В двух веках. Жизненный отчет российского государственного и политического деятеля, члена Второй Государственной думы (Гессен) - страница 31

Роль и значение Писарева в общественной жизни России уже достаточно выяснена, и меня больше тянет отметить странное сочетание этого воздействия с влиянием Тургенева. Тургеневу я безгранично обязан неисчерпаемыми наслаждениями величавой музыкой русского языка, равно как и незабываемыми минутами звучания золотых струн в душе и светлого парения над грешной землей. Но именно потому, что произведения Тургенева неизменно отображали мимолетный отрезок жизни, когда звучат в душе золотые струны, у нас создавалось неправильное представление о серой действительности, усугублялось преклонение перед героями и игнорирование будней, которые предъявляют человеку гораздо более обширные требования героизма в смысле жертвенности и преодоления слабостей своих. Нигде, пожалуй, не было такого класса замечательной интеллигенции, то есть людей, подчинявших свою жизнь требованиям общественного служения, но как часто герои на общественном поприще оказывались очень маленькими людьми в своей будничной обстановке. И замечательно, что ни они сами, ни их почитатели не отдавали себе в этом отчета, слепо и тупо веруя, что Юпитеру все позволено.

* Показанные данные
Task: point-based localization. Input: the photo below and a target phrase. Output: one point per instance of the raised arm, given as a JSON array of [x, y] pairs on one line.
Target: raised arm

* Суть задания
Переведите на английский язык предложение из отрывка о Писареве и Тургеневе: «Роль и значение Писарева в общественной жизни России уже достаточно выяснена, и меня больше тянет отметить странное сочетание этого воздействия с влиянием Тургенева».

* Ответ ниже
The role and significance of Pisarev in the public life of Russia have already been sufficiently clarified, and I am more drawn to note the strange combination of this influence with that of Turgenev.